Stated exercise
Set down the entries below word for word, from the line that contains "white work jacket" through the line that contains "<point>791,45</point>", inclusive.

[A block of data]
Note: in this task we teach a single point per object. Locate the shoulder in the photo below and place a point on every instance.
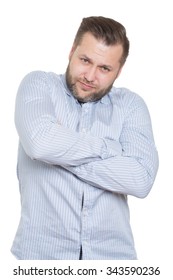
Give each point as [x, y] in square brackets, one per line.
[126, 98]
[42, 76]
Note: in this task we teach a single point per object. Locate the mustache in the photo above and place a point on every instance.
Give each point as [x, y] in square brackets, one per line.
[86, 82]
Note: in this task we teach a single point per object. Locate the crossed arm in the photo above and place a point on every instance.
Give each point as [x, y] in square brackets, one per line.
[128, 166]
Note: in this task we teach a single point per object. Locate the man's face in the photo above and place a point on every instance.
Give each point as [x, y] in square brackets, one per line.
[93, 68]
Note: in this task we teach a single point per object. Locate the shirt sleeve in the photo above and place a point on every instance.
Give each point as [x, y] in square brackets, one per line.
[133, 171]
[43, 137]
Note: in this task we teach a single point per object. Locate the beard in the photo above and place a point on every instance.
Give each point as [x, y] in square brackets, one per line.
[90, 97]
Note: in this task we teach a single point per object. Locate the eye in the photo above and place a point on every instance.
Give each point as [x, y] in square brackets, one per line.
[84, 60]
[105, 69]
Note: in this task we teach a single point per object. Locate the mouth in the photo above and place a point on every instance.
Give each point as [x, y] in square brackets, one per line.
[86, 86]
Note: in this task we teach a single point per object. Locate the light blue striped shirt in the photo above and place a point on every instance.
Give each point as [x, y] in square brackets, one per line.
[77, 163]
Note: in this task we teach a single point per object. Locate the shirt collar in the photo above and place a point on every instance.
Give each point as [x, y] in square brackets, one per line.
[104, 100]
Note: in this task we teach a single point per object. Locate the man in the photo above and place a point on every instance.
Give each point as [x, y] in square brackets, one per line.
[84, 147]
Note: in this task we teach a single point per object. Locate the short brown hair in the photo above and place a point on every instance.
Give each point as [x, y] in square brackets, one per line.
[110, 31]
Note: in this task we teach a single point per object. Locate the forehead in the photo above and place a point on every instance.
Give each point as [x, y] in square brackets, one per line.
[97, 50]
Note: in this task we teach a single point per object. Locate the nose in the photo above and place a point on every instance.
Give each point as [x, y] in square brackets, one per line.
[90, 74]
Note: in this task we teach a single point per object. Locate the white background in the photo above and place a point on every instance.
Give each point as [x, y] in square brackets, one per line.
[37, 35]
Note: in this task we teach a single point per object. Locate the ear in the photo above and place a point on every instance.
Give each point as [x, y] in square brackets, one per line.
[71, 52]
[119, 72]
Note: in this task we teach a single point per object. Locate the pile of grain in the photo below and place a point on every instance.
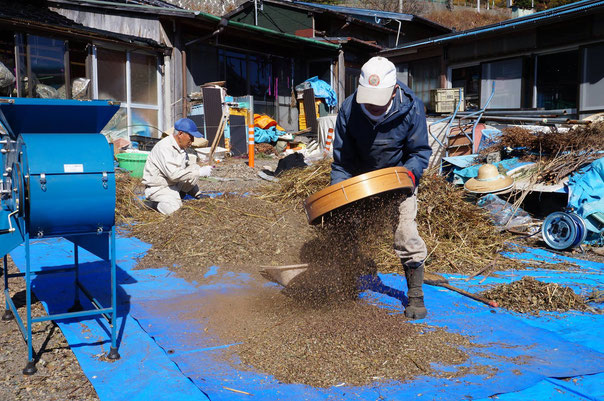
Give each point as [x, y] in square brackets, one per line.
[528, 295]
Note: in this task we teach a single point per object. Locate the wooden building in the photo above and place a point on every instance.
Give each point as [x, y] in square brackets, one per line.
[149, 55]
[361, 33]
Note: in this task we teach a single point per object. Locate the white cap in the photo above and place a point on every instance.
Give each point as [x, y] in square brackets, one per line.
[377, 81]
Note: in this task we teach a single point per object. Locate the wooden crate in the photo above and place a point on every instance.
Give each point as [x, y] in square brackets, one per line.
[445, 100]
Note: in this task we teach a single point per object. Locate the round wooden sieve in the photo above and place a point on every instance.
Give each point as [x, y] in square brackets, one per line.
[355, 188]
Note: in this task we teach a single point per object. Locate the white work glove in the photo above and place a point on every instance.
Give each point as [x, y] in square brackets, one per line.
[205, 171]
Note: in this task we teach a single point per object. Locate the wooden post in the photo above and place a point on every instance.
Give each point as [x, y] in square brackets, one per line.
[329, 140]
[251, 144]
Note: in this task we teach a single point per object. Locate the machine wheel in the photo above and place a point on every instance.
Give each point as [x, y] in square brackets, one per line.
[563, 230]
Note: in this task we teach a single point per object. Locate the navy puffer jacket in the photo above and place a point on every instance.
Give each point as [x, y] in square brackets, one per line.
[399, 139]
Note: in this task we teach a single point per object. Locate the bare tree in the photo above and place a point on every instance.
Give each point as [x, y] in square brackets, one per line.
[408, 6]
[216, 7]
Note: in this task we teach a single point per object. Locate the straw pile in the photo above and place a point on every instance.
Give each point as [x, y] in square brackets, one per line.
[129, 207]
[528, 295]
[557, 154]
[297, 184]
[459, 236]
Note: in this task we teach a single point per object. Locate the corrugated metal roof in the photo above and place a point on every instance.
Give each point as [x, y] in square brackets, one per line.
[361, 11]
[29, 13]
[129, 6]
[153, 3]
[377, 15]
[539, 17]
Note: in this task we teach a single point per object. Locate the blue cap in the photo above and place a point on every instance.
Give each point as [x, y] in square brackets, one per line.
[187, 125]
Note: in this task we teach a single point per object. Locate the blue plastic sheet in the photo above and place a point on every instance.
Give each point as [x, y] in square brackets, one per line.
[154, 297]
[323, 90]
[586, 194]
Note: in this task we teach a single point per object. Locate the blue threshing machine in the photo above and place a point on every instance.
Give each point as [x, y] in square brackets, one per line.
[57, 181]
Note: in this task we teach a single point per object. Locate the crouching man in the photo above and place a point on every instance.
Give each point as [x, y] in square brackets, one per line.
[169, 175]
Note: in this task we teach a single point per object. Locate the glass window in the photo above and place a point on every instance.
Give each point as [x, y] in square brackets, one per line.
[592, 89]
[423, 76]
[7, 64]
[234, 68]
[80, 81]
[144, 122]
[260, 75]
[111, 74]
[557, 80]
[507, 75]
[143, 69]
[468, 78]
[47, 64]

==

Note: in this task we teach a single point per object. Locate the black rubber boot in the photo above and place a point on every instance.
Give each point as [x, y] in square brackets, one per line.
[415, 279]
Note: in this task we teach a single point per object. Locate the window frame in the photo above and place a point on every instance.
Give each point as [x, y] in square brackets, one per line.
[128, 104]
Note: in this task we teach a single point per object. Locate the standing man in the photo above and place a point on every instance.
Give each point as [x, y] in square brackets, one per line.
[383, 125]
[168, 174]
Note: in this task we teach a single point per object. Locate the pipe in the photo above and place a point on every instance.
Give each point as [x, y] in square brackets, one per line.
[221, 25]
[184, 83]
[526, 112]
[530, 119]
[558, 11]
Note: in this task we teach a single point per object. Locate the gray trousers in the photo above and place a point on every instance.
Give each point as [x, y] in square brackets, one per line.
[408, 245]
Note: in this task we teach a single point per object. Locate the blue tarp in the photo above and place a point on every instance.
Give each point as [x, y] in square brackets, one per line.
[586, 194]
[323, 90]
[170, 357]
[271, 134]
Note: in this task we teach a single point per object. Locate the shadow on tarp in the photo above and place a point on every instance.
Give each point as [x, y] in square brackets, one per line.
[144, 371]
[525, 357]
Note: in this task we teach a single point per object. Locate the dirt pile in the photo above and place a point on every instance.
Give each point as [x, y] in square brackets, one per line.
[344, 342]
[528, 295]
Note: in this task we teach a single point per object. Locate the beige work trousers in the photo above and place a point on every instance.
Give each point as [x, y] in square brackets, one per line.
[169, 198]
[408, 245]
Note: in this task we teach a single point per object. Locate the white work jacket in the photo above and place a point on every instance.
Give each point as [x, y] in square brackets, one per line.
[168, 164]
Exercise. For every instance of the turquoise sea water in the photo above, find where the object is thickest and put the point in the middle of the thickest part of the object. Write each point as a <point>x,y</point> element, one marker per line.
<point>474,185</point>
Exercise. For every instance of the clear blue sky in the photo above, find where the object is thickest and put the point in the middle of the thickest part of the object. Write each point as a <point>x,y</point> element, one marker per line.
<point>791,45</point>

Correct output
Note: in this task we teach a single point per object. Locate the white work jacket in the photo above and place a point on every instance.
Give each point as [x, y] in square brackets, one per line.
[168, 164]
Exercise. For every instance of the turquoise sea water in the photo above, find where the object is thickest and put the point in the middle of the thickest part of the object. Write each point as a <point>x,y</point> element, one marker per line.
<point>474,185</point>
Exercise. For every instance of the clear blue sky in the photo above, find where the object is thickest and put the point in the middle of the thickest part of the object. Write each point as a <point>x,y</point> element, one marker per line.
<point>791,45</point>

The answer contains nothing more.